START DOCUMENT PASSAGE
At 8:00 AM, he walks to Classroom 3-2 and sits at his desk. He starts his morning classes at 8:30 AM, and leaves to go back to the Science Club at 1:00 PM.

He walks back to class again at 1:30 PM and participates in cleaning time between 3:30 PM and 4:00 PM. Afterwards, he heads to the Science Club and stays there until the end of the day.


  • He was first shown in the "March Progress Report" video.
    • He was implemented as a silhouette in the May 10th, 2018 Build.
    • He was fully implemented in the July 1st, 2018 Build.
    • At the end of the video he was shown to have a Midori Gurin clone lab; it is unknown if this is canonical.
  • His name, 'kagaku-sha' (科学者), means 'scientist' in Japanese.
END DOCUMENT PASSAGE
START GIVEN INFORMATION
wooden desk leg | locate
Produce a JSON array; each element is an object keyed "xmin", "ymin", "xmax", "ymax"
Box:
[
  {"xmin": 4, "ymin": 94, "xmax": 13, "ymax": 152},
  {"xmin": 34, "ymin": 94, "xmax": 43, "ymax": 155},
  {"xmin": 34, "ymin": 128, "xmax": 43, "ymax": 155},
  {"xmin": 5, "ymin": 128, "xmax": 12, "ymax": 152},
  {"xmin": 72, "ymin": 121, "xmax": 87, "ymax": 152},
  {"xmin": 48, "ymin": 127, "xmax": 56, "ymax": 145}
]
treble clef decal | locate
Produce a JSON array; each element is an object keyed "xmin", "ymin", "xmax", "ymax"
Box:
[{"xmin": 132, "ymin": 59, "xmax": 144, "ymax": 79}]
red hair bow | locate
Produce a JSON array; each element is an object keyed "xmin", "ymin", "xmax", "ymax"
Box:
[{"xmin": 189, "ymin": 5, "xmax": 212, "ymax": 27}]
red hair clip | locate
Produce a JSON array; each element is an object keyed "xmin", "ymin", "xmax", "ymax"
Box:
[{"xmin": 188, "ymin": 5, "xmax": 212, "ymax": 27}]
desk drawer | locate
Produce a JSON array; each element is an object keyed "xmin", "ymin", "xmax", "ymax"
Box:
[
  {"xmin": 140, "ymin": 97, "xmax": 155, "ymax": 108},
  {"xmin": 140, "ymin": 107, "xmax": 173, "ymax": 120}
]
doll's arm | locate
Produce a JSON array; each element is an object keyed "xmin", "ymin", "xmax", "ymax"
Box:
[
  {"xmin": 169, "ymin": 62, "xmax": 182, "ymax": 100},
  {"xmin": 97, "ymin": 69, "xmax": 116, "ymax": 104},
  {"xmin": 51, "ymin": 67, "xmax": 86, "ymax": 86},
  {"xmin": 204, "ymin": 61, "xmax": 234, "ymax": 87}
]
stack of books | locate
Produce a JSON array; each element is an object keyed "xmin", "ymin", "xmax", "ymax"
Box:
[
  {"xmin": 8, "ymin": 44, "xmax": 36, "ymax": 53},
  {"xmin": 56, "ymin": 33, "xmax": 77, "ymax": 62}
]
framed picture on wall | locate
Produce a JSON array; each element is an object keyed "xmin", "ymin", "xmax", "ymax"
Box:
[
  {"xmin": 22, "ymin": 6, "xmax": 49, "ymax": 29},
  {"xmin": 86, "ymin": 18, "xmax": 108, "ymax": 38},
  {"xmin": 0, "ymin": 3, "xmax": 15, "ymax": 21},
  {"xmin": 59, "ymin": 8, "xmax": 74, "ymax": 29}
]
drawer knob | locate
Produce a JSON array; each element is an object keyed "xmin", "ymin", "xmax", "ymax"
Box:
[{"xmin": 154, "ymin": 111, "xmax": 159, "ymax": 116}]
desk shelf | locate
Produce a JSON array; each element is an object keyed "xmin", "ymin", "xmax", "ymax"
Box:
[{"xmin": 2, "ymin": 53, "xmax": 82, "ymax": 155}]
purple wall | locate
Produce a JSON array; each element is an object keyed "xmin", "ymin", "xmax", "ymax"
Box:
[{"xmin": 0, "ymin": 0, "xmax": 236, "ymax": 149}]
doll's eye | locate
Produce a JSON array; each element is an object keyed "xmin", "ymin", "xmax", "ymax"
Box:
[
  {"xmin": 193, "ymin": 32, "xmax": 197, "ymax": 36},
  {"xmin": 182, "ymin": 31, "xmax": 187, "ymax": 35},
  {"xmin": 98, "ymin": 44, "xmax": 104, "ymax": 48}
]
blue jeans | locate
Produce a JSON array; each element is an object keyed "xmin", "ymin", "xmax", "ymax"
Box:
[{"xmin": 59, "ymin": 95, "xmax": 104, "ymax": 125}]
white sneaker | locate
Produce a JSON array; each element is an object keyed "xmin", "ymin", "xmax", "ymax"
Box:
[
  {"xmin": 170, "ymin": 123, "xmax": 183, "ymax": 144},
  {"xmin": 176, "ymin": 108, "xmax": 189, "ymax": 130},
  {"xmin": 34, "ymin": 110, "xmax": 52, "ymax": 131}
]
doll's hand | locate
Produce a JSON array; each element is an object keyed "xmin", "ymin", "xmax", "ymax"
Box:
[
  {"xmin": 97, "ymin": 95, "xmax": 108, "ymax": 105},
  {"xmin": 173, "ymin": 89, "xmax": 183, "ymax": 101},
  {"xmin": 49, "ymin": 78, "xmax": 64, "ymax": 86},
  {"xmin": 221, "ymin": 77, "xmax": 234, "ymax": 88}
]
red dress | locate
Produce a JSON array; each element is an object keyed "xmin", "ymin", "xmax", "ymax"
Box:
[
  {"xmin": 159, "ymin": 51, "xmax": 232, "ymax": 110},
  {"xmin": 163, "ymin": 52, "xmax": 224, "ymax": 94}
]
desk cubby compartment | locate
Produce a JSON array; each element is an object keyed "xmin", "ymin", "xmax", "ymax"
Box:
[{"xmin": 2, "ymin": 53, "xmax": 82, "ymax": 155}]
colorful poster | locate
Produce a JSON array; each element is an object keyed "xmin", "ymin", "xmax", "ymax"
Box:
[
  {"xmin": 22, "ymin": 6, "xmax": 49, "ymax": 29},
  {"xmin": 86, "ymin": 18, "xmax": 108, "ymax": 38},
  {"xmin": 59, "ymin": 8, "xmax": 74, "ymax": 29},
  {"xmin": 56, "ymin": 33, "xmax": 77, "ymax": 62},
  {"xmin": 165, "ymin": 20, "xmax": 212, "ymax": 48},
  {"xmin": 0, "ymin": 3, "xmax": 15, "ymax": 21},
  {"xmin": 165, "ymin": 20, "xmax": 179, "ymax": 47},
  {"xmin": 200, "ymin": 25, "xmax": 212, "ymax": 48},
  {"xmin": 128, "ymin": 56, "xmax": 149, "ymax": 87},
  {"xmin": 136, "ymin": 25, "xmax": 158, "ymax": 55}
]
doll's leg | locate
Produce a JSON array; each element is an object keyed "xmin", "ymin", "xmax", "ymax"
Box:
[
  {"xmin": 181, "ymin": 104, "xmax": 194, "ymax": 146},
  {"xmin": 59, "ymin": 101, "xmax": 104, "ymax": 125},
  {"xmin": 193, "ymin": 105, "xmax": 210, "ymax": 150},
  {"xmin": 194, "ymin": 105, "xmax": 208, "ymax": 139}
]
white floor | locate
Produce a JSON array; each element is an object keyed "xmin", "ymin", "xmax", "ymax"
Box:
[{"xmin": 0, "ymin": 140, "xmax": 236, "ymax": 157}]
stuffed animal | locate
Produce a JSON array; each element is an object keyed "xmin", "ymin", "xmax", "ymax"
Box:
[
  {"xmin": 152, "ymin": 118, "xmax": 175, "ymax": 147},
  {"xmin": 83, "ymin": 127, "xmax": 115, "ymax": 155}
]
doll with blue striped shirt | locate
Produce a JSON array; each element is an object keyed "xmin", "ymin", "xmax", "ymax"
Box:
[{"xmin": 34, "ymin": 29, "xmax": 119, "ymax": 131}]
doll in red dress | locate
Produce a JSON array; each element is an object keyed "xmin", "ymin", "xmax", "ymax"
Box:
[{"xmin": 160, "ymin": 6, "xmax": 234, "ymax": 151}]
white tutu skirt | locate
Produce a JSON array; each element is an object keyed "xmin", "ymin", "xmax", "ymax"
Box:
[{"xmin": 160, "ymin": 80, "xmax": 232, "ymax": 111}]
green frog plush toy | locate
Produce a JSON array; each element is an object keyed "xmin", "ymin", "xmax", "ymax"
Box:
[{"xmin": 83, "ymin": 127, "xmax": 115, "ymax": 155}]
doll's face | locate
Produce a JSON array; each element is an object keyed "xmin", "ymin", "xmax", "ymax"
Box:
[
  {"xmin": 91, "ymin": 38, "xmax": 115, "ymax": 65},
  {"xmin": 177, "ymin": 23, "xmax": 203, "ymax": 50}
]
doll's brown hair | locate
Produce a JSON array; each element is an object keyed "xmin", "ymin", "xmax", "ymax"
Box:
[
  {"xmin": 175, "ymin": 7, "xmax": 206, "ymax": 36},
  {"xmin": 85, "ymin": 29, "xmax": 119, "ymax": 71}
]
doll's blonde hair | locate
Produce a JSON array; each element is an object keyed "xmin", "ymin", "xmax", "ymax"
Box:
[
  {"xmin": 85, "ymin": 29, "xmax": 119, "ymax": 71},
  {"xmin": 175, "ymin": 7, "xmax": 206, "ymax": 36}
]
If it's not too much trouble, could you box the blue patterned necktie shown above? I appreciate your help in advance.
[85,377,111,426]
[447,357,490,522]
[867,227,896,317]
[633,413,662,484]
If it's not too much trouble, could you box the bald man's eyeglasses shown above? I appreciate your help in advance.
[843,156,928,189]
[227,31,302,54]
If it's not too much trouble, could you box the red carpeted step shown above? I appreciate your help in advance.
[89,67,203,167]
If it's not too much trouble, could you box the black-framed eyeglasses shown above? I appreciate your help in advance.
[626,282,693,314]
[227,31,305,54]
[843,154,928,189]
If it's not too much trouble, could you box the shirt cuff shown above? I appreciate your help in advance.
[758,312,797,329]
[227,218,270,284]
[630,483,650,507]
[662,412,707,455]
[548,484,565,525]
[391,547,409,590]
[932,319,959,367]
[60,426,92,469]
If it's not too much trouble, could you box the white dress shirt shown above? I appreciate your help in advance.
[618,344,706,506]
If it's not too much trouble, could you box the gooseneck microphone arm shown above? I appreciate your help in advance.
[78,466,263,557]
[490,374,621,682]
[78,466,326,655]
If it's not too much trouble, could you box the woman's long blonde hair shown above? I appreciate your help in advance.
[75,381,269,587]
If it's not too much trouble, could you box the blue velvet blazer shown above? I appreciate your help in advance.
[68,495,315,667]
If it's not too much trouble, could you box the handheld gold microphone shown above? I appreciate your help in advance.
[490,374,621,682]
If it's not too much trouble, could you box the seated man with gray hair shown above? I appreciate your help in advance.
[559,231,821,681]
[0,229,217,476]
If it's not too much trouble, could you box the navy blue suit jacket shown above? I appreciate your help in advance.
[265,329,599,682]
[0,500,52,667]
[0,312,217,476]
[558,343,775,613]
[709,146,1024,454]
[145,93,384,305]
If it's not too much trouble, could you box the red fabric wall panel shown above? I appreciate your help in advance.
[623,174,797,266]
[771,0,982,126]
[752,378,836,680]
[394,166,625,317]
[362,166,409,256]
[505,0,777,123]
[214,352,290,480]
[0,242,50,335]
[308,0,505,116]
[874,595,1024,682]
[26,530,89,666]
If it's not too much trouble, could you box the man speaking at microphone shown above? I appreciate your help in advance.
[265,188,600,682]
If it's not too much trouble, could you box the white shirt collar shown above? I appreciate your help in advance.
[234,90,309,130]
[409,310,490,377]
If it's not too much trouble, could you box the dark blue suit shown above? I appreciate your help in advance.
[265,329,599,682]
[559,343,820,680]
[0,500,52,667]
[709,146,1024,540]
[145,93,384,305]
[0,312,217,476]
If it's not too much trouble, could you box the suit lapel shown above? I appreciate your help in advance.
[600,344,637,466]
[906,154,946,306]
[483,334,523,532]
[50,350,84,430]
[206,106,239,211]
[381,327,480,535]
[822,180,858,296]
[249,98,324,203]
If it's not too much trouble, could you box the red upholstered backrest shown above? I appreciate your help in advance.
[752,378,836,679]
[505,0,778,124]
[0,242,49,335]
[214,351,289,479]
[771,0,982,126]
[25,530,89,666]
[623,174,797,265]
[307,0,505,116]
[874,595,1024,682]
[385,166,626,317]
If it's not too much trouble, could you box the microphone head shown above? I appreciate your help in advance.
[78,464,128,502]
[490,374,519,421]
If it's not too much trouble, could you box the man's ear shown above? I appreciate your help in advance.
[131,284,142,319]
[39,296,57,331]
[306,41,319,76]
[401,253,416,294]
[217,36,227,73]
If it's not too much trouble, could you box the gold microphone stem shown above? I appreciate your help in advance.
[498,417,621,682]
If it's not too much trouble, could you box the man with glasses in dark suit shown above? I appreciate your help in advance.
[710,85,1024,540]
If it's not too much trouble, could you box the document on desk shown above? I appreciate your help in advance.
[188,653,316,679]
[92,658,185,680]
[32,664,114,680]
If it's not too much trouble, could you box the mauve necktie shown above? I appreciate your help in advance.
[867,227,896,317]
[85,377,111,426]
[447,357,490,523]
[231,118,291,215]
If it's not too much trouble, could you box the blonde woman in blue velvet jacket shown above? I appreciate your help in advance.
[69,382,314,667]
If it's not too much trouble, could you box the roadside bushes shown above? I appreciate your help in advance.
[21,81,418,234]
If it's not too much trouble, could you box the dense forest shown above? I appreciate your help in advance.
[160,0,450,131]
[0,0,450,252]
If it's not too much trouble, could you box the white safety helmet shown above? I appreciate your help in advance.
END GIVEN INFORMATION
**ACTION ITEM:** Write out the passage about the character's routine, starting with "At 8:00 AM, he" and going on through "this is canonical.", and change "Science Club" to "Art Club". These records were drawn from a separate source.

**EXERCISE SOLUTION:**
At 8:00 AM, he walks to Classroom 3-2 and sits at his desk. He starts his morning classes at 8:30 AM, and leaves to go back to the Art Club at 1:00 PM.

He walks back to class again at 1:30 PM and participates in cleaning time between 3:30 PM and 4:00 PM. Afterwards, he heads to the Art Club and stays there until the end of the day.


  • He was first shown in the "March Progress Report" video.
    • He was implemented as a silhouette in the May 10th, 2018 Build.
    • He was fully implemented in the July 1st, 2018 Build.
    • At the end of the video he was shown to have a Midori Gurin clone lab; it is unknown if this is canonical.